# Where have all the Czs gone ?



## Philco (Apr 17, 2012)

I've noticed that the number of CZ pistols available from the major online gun shops have dropped drastically in recent months. Bud's Gun Shop has nearly nothing (in the CZ line) in stock right now. Anyone know what's up with this ? Has all production been shifted to the new P 10 or is something else going on ?


----------



## toddcshoe (Apr 18, 2017)

I am not sure for a fact but I think it may have something to do with all these super cheap plastic guns on the market now days. Don't get me wrong, I have a few myself. I have always loved CZ's and they make a very nice weapon for the money. I have three currently and wouldn't trade them for the world. I think the gun shops keep in stock what is in high demand for any given year, month or whatever. They are there to make money and will stock whatever is making them money. Any pistols I have ever bought have never been in stock. I had to order them and wait for them to come in. Now that might mean my local rural gun dealers don't keep tons of stock or it could be they aren't as demanded as much as your current line of plastic guns. I have never bought a firearm online, I just choose to give my business to a local shop who could use the money more than some big fancy online outfit. I was able last week to grab a CZ75 Compact from my local dealer for a really great price. I also have a P01 and a 40B. I give my local guy a bunch of grief every week for not carrying a more diverse stock of guns. He looks at me, shakes his head, and sells 4 guns before something I ask for even comes in. LOL


----------



## berettatoter (Sep 1, 2011)

Ton of them in the stores around my area.


----------



## desertman (Aug 29, 2013)

I've got a few!


----------



## berettatoter (Sep 1, 2011)

desertman said:


> I've got a few!
> 
> View attachment 8265


Very nice! I'm impressed! You have the traditional ones, but have you ever shot the P07? That's the one I want.


----------

• BRIEF 1:
Answer these questions using the CZ pistol thread:
(a) Which online gun shop does the opening post say has nearly nothing in the CZ line in stock?
(b) Which CZ model did toddcshoe get from a local dealer last week for a really great price?
(c) Which model does the final post name as the one its writer wants?
• BRIEF 2: Return the passage of the CZ pistol thread starting with "# Where have" and going on through "else going on ?".
The material after this point is separate from the CZ pistol thread.

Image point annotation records

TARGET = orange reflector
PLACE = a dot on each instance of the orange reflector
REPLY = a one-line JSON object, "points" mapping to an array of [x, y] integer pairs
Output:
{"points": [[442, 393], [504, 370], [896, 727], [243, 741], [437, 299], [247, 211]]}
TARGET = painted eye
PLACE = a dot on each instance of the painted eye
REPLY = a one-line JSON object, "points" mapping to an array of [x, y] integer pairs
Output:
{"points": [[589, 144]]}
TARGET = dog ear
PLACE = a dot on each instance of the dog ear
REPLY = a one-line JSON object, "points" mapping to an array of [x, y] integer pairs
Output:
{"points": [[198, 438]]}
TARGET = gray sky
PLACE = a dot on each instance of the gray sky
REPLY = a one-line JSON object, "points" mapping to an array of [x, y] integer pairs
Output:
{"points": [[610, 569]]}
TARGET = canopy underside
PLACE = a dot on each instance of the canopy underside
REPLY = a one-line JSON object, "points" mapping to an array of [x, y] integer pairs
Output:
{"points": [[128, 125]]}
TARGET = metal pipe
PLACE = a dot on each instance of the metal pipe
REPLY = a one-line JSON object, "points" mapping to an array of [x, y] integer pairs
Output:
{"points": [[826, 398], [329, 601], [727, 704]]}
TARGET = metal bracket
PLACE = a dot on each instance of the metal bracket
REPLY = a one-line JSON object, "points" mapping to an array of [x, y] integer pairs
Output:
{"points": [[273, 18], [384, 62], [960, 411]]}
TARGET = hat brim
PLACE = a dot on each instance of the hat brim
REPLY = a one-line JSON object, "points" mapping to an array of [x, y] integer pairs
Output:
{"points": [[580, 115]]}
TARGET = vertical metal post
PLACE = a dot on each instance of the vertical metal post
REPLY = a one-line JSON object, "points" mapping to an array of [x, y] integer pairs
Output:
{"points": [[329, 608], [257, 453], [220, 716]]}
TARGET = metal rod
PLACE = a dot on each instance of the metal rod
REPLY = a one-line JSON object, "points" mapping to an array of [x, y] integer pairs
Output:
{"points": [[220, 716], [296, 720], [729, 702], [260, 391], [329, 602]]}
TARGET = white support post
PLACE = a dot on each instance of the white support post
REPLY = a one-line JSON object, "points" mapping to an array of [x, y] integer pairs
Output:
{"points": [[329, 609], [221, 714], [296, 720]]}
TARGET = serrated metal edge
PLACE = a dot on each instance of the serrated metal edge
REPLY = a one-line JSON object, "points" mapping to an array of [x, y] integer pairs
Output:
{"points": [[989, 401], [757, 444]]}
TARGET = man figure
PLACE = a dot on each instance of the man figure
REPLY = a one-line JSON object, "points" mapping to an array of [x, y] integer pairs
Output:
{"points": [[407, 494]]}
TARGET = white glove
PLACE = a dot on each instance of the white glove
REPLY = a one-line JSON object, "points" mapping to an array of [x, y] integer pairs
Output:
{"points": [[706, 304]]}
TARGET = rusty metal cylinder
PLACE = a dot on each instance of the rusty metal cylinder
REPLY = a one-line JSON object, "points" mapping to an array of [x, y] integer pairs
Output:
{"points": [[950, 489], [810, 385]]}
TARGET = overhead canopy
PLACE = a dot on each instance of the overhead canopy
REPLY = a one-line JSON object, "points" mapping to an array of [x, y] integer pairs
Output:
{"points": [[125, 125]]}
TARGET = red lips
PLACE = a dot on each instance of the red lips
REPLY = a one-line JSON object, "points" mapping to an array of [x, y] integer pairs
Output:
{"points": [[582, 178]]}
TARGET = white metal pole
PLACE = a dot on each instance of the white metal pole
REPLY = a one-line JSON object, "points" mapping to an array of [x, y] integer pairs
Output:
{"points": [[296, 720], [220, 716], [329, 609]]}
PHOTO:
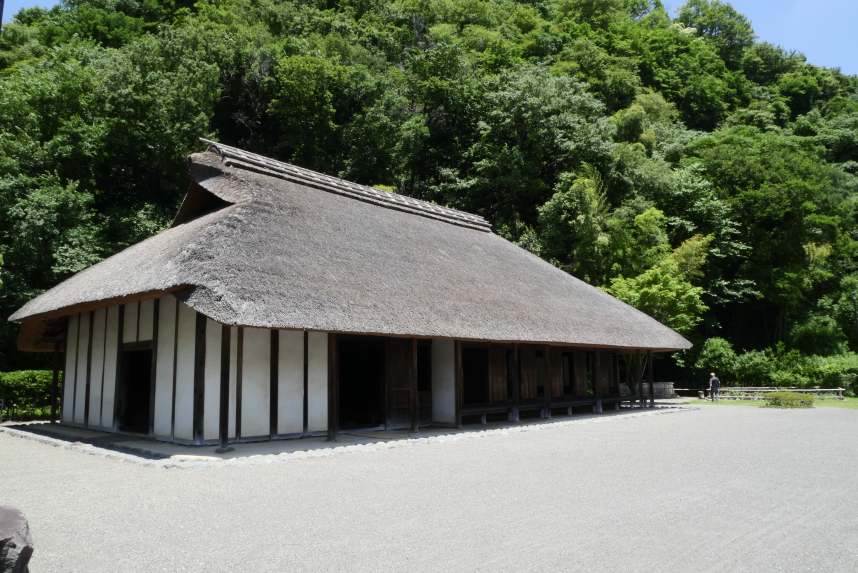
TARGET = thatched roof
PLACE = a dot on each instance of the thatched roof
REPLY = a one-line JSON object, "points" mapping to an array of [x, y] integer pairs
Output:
{"points": [[262, 243]]}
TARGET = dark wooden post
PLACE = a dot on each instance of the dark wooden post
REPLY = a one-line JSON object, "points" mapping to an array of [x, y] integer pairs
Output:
{"points": [[306, 382], [274, 384], [153, 373], [516, 384], [199, 378], [597, 379], [333, 388], [88, 370], [223, 422], [119, 390], [459, 390], [651, 380], [239, 367], [55, 382], [546, 362], [412, 382]]}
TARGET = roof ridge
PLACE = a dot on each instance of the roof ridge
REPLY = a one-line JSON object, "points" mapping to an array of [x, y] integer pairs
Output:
{"points": [[355, 190]]}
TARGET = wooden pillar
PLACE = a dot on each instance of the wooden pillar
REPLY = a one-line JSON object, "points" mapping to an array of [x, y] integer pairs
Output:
{"points": [[597, 379], [223, 421], [154, 370], [199, 377], [516, 384], [546, 363], [412, 382], [239, 366], [306, 381], [119, 392], [88, 371], [651, 380], [274, 384], [333, 388], [55, 382], [459, 386]]}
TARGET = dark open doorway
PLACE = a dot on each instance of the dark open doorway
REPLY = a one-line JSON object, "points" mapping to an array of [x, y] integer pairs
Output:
{"points": [[361, 382], [137, 376], [475, 375]]}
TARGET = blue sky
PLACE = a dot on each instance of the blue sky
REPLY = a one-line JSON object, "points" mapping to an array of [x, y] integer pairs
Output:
{"points": [[822, 29]]}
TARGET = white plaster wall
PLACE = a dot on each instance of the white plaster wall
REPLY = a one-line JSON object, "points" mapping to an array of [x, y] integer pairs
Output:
{"points": [[184, 429], [67, 410], [97, 371], [443, 381], [164, 366], [317, 381], [233, 370], [82, 348], [211, 398], [290, 378], [111, 352], [146, 328], [256, 383], [129, 328]]}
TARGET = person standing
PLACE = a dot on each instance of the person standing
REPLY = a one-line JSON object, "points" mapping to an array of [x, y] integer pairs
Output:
{"points": [[714, 387]]}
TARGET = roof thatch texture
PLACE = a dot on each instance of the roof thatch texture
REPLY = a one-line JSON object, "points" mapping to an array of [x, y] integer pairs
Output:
{"points": [[283, 247]]}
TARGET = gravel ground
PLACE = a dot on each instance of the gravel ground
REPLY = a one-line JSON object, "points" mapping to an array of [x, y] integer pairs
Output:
{"points": [[714, 489]]}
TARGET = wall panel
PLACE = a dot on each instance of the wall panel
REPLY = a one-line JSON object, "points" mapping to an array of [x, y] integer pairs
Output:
{"points": [[70, 373], [82, 354], [96, 375], [145, 328], [317, 382], [111, 354], [211, 409], [129, 328], [184, 429], [256, 383], [443, 381], [164, 366], [290, 393]]}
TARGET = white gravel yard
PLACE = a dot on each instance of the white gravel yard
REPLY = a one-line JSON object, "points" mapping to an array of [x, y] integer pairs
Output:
{"points": [[712, 489]]}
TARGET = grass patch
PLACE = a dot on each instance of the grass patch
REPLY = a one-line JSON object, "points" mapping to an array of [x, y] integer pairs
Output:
{"points": [[848, 403]]}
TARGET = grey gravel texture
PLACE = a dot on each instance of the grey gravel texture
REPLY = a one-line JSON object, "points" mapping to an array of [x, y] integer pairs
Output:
{"points": [[713, 489]]}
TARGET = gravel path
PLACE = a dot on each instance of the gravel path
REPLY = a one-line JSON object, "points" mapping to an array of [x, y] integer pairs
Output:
{"points": [[715, 489]]}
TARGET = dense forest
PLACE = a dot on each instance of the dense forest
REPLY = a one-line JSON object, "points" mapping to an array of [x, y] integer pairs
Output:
{"points": [[673, 160]]}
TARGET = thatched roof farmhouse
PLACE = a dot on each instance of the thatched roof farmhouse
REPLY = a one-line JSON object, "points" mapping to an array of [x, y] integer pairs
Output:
{"points": [[283, 302]]}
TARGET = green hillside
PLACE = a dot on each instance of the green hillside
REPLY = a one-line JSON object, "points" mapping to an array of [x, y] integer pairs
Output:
{"points": [[705, 177]]}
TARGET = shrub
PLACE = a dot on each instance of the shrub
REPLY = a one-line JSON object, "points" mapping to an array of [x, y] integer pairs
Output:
{"points": [[28, 392], [788, 400]]}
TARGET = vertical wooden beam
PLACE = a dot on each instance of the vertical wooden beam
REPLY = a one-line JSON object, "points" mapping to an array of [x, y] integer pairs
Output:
{"points": [[412, 383], [597, 379], [489, 374], [55, 382], [275, 384], [333, 388], [153, 376], [76, 357], [516, 383], [306, 381], [175, 371], [223, 422], [88, 371], [546, 363], [651, 379], [239, 367], [119, 391], [199, 377], [457, 359]]}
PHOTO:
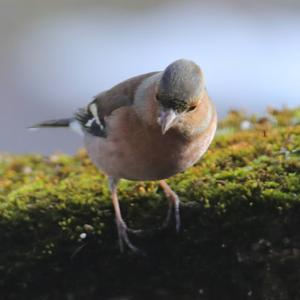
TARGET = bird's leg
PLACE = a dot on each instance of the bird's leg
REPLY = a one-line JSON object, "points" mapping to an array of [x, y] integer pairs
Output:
{"points": [[121, 225], [173, 203]]}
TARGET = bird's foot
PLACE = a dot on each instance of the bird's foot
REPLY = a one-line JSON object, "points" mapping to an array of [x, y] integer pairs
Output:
{"points": [[124, 239], [173, 206]]}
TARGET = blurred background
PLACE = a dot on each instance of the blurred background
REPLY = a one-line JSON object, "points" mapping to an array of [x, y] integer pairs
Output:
{"points": [[56, 55]]}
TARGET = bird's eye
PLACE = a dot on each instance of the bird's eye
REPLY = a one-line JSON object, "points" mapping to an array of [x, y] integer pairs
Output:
{"points": [[192, 107]]}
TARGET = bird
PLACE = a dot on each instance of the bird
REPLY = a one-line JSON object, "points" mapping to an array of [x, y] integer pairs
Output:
{"points": [[147, 128]]}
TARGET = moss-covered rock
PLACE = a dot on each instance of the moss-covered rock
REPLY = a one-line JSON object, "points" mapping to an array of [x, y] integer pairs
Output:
{"points": [[240, 214]]}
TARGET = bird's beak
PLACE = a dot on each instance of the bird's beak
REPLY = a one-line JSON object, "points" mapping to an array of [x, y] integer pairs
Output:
{"points": [[166, 119]]}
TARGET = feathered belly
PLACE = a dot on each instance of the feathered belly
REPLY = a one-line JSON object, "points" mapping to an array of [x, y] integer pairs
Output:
{"points": [[146, 156]]}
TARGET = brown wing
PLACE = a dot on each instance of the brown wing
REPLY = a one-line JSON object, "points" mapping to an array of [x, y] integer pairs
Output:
{"points": [[91, 118]]}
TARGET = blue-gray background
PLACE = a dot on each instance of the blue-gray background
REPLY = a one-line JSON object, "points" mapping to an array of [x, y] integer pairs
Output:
{"points": [[55, 55]]}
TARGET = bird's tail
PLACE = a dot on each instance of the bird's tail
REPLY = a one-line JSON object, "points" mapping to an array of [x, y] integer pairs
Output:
{"points": [[53, 123], [68, 122]]}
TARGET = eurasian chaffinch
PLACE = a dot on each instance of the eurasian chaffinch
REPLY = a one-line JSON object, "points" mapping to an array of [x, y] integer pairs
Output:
{"points": [[149, 127]]}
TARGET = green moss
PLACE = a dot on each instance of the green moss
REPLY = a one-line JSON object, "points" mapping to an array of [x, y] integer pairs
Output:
{"points": [[240, 214]]}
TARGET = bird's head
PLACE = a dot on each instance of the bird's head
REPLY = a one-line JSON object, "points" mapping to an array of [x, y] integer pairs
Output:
{"points": [[179, 92]]}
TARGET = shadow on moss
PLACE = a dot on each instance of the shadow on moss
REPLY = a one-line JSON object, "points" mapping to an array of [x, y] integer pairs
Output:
{"points": [[240, 214]]}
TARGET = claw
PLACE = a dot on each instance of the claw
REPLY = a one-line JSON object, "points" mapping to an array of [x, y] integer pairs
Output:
{"points": [[173, 204]]}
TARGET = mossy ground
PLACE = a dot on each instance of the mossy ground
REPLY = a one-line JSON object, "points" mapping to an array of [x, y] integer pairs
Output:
{"points": [[240, 214]]}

• RESULT 1:
(a) Bud's Gun Shop
(b) A CZ75 Compact
(c) The P07

• RESULT 2:
# Where have all the Czs gone ?



## Philco (Apr 17, 2012)

I've noticed that the number of CZ pistols available from the major online gun shops have dropped drastically in recent months. Bud's Gun Shop has nearly nothing (in the CZ line) in stock right now. Anyone know what's up with this ? Has all production been shifted to the new P 10 or is something else going on ?